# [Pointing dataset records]
====

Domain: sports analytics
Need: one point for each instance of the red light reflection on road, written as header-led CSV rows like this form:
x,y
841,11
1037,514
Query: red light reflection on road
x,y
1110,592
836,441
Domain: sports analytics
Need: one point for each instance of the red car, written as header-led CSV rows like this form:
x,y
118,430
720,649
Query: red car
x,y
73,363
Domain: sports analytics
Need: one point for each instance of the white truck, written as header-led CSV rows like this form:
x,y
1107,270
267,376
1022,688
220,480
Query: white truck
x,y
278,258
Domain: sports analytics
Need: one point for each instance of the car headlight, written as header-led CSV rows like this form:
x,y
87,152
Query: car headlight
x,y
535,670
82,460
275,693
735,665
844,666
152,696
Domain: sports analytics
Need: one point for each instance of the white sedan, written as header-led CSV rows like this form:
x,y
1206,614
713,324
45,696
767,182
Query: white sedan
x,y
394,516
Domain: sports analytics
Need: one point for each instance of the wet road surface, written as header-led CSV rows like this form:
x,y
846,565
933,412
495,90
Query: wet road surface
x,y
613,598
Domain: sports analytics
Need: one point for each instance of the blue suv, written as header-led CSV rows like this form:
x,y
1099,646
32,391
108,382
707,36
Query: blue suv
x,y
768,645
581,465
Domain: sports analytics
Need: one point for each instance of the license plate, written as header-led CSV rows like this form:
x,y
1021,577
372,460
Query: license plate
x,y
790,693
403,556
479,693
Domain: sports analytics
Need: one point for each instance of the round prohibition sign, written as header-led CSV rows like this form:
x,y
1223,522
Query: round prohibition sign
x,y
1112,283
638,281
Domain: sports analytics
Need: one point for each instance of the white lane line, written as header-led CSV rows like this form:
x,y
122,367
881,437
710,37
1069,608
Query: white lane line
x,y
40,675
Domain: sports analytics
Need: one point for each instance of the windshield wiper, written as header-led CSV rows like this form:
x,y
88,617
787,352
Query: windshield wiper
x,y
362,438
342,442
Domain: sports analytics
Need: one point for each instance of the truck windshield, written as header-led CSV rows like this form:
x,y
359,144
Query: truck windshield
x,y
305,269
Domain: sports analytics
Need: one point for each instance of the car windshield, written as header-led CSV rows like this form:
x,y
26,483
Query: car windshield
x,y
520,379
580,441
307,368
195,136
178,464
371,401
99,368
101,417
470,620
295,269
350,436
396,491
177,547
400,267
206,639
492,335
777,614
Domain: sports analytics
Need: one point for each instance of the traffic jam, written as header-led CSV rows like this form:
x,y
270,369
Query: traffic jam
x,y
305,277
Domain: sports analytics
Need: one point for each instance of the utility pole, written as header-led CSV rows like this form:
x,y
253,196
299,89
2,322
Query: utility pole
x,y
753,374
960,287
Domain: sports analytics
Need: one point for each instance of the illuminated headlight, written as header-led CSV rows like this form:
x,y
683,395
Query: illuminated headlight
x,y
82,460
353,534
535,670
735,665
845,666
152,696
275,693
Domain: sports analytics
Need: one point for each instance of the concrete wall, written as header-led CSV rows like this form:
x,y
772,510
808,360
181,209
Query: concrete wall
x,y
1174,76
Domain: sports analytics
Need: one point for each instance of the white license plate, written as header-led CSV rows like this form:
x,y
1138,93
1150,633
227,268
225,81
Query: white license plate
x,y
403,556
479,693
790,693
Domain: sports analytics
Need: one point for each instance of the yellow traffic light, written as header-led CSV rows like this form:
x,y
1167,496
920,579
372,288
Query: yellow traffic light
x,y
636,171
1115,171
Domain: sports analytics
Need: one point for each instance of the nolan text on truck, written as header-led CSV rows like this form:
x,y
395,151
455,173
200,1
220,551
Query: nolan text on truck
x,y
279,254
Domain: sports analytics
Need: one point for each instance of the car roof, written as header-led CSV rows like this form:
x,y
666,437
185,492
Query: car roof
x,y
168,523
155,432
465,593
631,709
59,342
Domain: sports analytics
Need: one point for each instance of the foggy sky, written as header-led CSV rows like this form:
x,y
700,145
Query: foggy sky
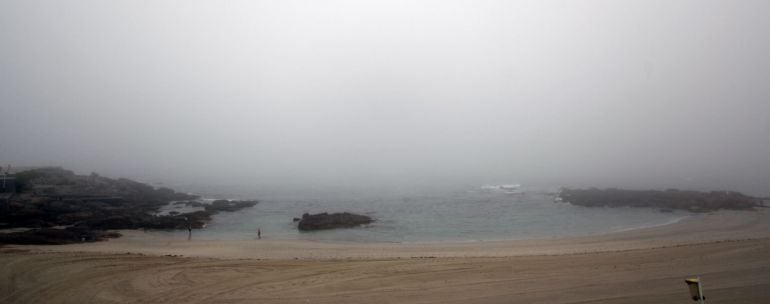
x,y
640,94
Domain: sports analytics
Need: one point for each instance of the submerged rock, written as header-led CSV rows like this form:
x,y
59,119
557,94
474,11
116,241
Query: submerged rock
x,y
322,221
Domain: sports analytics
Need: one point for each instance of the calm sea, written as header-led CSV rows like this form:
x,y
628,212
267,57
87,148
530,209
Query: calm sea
x,y
470,214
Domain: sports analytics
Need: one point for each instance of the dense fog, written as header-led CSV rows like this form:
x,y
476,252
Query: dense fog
x,y
293,94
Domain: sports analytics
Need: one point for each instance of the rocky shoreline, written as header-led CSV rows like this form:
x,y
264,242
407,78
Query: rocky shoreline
x,y
693,201
61,207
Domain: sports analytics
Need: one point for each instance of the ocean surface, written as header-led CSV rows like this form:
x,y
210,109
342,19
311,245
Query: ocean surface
x,y
480,213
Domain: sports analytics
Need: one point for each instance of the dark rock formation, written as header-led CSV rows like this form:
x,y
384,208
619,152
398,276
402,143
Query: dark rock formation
x,y
55,197
664,200
310,222
50,236
229,206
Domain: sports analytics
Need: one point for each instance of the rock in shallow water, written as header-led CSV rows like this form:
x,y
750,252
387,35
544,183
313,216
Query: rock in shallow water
x,y
322,221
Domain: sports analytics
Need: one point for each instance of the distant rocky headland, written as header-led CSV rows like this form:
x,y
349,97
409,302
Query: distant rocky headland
x,y
63,207
694,201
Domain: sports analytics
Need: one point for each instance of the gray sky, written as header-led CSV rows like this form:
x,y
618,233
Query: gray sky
x,y
578,93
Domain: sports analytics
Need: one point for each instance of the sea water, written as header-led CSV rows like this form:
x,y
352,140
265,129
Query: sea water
x,y
470,214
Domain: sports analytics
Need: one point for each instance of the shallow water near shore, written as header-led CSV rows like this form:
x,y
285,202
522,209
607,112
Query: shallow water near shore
x,y
481,213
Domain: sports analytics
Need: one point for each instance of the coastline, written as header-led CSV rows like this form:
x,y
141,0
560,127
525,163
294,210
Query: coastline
x,y
698,229
729,250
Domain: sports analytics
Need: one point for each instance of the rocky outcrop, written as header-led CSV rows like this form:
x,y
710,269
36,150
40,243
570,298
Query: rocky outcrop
x,y
56,197
50,236
664,200
321,221
228,206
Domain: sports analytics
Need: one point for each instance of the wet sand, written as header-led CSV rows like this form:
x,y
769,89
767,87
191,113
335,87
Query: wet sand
x,y
729,250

====

Copy the listing over exactly, skipping the pictures it holds.

# [Exercise solution]
Domain: sports analytics
Need: one point for each instance of the red light reflection on road, written as header-led CSV rows like this form:
x,y
841,11
1037,514
Query: red light reflection on road
x,y
1110,592
836,441
Domain: sports analytics
Need: one point for each instance of the red car, written as header-led CSV rows like this form:
x,y
118,430
720,649
Query: red car
x,y
73,363
Domain: sports analytics
Need: one point for each instance of the white truck, written as header-led CSV rows like this form:
x,y
1107,270
267,376
1022,688
220,480
Query: white truck
x,y
278,258
Domain: sports analytics
Need: one point for each instance of the car headlight, written as header-led CSV rows like this form:
x,y
87,152
Query: car headlight
x,y
535,670
82,460
275,693
735,665
844,666
152,696
Domain: sports analytics
Need: one point for each instance of the white sedan, written as header-led CSV rows like this form:
x,y
1206,614
713,324
45,696
767,182
Query: white sedan
x,y
394,516
Domain: sports analytics
Need: one point for each instance of the wet road surface, written as header-led CSV rows like this form:
x,y
846,565
933,412
495,90
Query: wet road surface
x,y
613,598
Domain: sports analytics
Need: one point for each instance of the blue suv, written as header-led CSV rows like this form:
x,y
1099,646
32,391
108,382
707,36
Query: blue suv
x,y
768,645
581,465
Domain: sports analytics
Need: one point for each instance of the license plate, written as header-led CSV rows like this form:
x,y
1021,577
372,460
Query: license plate
x,y
790,693
403,556
479,693
Domain: sports analytics
Need: one point for each instance of the round prohibition sign, written as header-led CSV rows like this form:
x,y
1223,522
Query: round prohibition sign
x,y
1112,283
638,281
Domain: sports analytics
Need: one point for each instance of the white lane line, written as header-led CSV rows like this form:
x,y
122,367
881,437
710,37
1069,608
Query: white lane line
x,y
40,675
Domain: sports analytics
Need: one point for each instance of the windshield wiper, written as header-led CSV rows like this form:
x,y
88,617
787,352
Query: windshield wiper
x,y
362,438
342,442
Domain: sports analytics
Need: one point for each instance of the truck windshield, written as header-led CSV rows like this form:
x,y
359,144
Query: truck windshield
x,y
305,269
Domain: sports analytics
Need: one point for each instance of the car windshield, written as header-led CSV rows like this form:
x,y
26,483
Query: car windshield
x,y
520,379
580,441
307,368
195,136
178,464
371,401
99,368
101,417
470,620
295,269
350,436
396,491
177,547
400,267
206,639
492,335
777,614
Domain: sports analytics
Need: one point for each instance of the traffic jam, written as header-led CSV rows like this form:
x,y
270,369
Query: traffic jam
x,y
305,277
Domain: sports analytics
Need: one point for each instance of the utility pole, written as header-led CSV rows like this form:
x,y
253,196
299,89
2,322
Query: utility pole
x,y
753,374
960,287
Domain: sports analytics
Need: one point for each instance of the illuminated headlight, written as header-led CSV rows like this form:
x,y
683,395
Query: illuminated headlight
x,y
82,460
353,534
535,670
735,665
845,666
152,696
275,693
Domain: sports analytics
Need: one point for each instance of the concrete wall, written as header-led CSV rows like this form:
x,y
772,510
808,360
181,209
Query: concrete wall
x,y
1174,76
Domain: sports analytics
Need: one point for each instance of the white license plate, written as header-led CSV rows like this form:
x,y
1138,93
1150,633
227,268
225,81
Query: white license plate
x,y
403,556
479,693
790,693
Domain: sports analytics
Need: one point for each instance of the yellow traffic light, written as header-led CSV rows like this form:
x,y
1167,496
920,579
372,288
Query: yellow traffic light
x,y
636,171
1115,171
Domain: sports analytics
Need: one point for each instance of the nolan text on truck, written as header-led CSV rows like this form:
x,y
395,151
455,173
200,1
220,551
Query: nolan text on truck
x,y
279,254
Domain: sports analytics
Need: one point for each instance of the car roof, written as header-led CSV rows like this form:
x,y
666,437
185,492
Query: car roof
x,y
168,523
155,432
465,593
631,709
59,342
Domain: sports analytics
Need: one point for each instance of the foggy sky, written as header-led CSV rows like this form:
x,y
700,145
Query: foggy sky
x,y
640,94
Domain: sports analytics
Need: one point for each instance of the submerged rock, written as header-led CSV rows like this form:
x,y
59,119
557,94
474,11
116,241
Query: submerged rock
x,y
322,221
Domain: sports analytics
Need: one point for each instance of the calm sea, written as header-led CSV rows like this form:
x,y
628,212
267,57
87,148
530,209
Query: calm sea
x,y
470,214
Domain: sports analytics
Need: one point for each instance of the dense fog, written as header-led CSV rows like this form:
x,y
476,252
Query: dense fog
x,y
293,94
Domain: sports analytics
Need: one point for each instance of the rocky shoreline, written as header-led CSV rows like this form:
x,y
264,242
407,78
Query: rocky shoreline
x,y
693,201
61,207
Domain: sports analytics
Need: one point for each instance of the ocean surface, written as header-led CSV rows like this form:
x,y
210,109
342,19
311,245
Query: ocean surface
x,y
480,213
Domain: sports analytics
Need: one point for each instance of the dark rock formation, written as header-led CSV rows like this form:
x,y
384,208
619,152
398,276
402,143
Query: dark rock formation
x,y
55,197
664,200
310,222
50,236
229,206
Domain: sports analytics
Need: one point for each instance of the rock in shallow water, written as header-led CSV rows like this form:
x,y
750,252
387,35
544,183
313,216
Query: rock in shallow water
x,y
322,221
Domain: sports analytics
Need: one point for each instance of the distant rocky headland, written as header-led CSV rows like this form:
x,y
349,97
409,302
Query: distant rocky headland
x,y
63,207
694,201
Domain: sports analytics
Need: one point for each instance of the gray sky, written as header-led CSV rows like this form:
x,y
618,233
Query: gray sky
x,y
578,93
Domain: sports analytics
Need: one point for each instance of the sea water, written as header-led CSV rows like this form:
x,y
352,140
265,129
Query: sea water
x,y
470,214
Domain: sports analytics
Need: one point for each instance of the shallow water near shore, written as header-led CSV rows like this form:
x,y
285,202
522,209
607,112
Query: shallow water near shore
x,y
481,213
Domain: sports analytics
Need: one point for each instance of the coastline, written as header-led CSV rows like this form:
x,y
141,0
560,127
525,163
294,210
Query: coastline
x,y
698,229
729,250
Domain: sports analytics
Need: one point for each instance of the rocky outcrop, written as header-led CSV rows like this form:
x,y
710,269
36,150
40,243
570,298
Query: rocky outcrop
x,y
56,197
50,236
664,200
321,221
228,206
Domain: sports analytics
Need: one point for each instance of the wet sand, written as header-led CSV rows like this form:
x,y
769,89
767,87
191,113
335,87
Query: wet sand
x,y
729,250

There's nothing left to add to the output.